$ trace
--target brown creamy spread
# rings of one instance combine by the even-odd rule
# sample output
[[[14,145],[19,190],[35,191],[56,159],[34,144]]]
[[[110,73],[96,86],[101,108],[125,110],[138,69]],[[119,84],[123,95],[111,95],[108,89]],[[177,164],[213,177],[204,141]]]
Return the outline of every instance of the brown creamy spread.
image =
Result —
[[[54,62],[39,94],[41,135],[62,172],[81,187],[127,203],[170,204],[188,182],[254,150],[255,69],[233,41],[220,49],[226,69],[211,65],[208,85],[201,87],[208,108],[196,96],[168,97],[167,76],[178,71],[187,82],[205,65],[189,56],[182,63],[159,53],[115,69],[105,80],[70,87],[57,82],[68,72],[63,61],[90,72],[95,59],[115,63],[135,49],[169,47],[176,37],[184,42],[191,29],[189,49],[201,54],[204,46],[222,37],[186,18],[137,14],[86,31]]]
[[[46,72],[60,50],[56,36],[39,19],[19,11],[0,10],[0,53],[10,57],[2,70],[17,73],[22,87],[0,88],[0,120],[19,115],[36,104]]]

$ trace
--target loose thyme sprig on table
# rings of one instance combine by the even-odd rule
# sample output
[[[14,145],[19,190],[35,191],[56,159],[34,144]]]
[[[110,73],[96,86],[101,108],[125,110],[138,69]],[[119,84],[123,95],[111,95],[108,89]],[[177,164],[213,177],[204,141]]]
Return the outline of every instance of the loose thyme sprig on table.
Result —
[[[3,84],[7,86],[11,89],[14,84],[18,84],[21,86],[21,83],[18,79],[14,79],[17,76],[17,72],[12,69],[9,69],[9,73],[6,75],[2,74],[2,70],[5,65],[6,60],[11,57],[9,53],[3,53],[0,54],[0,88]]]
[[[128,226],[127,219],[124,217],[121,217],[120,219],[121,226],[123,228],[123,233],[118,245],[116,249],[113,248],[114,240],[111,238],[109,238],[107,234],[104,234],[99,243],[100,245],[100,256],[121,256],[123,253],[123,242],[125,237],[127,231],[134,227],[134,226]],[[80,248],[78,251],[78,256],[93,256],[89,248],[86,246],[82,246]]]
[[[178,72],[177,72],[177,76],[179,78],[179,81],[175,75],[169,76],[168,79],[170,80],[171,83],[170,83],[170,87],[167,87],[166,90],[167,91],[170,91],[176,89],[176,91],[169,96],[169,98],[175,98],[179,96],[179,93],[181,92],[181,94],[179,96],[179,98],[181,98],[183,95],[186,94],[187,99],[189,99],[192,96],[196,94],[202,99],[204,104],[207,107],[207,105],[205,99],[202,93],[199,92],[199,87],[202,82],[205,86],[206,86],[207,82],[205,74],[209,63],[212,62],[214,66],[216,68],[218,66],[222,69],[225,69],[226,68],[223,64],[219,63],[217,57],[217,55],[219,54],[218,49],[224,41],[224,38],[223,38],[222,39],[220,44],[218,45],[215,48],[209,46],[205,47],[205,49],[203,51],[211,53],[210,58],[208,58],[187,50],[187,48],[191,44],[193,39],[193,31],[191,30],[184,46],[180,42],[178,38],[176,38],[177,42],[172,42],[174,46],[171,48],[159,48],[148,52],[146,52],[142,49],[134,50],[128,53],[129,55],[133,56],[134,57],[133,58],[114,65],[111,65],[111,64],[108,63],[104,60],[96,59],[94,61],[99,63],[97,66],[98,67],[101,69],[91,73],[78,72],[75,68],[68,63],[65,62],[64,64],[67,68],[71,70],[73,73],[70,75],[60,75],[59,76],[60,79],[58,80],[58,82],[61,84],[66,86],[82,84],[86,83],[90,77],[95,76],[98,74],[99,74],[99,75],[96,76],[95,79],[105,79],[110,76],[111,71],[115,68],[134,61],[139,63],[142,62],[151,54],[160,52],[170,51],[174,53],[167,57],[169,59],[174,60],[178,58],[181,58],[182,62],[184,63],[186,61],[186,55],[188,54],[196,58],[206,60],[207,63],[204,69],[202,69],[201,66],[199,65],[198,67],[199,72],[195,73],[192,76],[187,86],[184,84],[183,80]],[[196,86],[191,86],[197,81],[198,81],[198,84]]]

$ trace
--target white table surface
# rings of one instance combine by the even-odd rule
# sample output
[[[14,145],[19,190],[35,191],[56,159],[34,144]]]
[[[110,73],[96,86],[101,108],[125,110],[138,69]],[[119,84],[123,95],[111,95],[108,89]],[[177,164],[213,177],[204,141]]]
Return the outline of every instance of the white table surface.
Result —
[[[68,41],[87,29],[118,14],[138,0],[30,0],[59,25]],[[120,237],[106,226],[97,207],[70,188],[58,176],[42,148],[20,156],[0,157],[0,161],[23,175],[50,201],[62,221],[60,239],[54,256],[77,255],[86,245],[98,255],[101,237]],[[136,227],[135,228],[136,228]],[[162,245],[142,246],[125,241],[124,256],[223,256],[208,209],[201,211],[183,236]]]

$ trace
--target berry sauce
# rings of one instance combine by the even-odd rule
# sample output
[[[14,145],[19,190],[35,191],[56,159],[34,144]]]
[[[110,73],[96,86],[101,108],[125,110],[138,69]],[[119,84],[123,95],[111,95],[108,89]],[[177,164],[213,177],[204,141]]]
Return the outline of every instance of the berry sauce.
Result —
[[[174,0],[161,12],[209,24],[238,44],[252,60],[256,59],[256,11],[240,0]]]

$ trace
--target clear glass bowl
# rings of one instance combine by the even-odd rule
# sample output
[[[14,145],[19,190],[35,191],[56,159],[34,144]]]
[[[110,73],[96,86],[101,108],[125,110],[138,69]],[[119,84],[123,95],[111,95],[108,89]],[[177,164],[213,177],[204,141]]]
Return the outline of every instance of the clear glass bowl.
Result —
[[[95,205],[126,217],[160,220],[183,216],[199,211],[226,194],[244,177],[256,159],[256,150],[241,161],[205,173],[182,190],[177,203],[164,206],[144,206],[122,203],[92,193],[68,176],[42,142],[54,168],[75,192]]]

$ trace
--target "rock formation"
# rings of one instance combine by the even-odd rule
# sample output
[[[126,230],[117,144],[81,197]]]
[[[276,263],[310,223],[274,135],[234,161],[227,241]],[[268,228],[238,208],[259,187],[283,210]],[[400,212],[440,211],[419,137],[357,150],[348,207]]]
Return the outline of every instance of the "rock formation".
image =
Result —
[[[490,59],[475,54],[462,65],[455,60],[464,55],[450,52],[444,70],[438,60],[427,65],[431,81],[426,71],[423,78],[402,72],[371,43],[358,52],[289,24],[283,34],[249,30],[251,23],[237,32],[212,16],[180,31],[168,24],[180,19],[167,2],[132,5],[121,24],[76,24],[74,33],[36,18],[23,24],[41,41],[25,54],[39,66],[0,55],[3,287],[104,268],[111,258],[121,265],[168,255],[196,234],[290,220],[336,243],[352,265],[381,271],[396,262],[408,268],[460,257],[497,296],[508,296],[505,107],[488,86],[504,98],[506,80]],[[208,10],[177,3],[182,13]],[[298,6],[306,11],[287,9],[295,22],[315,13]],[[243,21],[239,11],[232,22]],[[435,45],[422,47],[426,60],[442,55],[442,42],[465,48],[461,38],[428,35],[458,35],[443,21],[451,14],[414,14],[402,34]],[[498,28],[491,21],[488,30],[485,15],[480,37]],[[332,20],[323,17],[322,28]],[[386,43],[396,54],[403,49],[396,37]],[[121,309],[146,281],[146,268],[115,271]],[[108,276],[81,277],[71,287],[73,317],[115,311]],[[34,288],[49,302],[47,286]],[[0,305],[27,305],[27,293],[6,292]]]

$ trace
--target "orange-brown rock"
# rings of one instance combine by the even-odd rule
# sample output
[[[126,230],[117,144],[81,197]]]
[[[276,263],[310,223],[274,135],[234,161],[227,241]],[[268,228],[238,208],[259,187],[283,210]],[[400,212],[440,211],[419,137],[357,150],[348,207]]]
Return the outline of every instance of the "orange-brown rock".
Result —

_ _ _

#### Required task:
Copy every line of the material above that contains the word "brown", matching case exactly.

#### Response to the task:
--target brown creamy spread
Return the outline of every instance of the brown creamy spread.
--target "orange-brown rock"
Return the outline of every instance of the "orange-brown rock".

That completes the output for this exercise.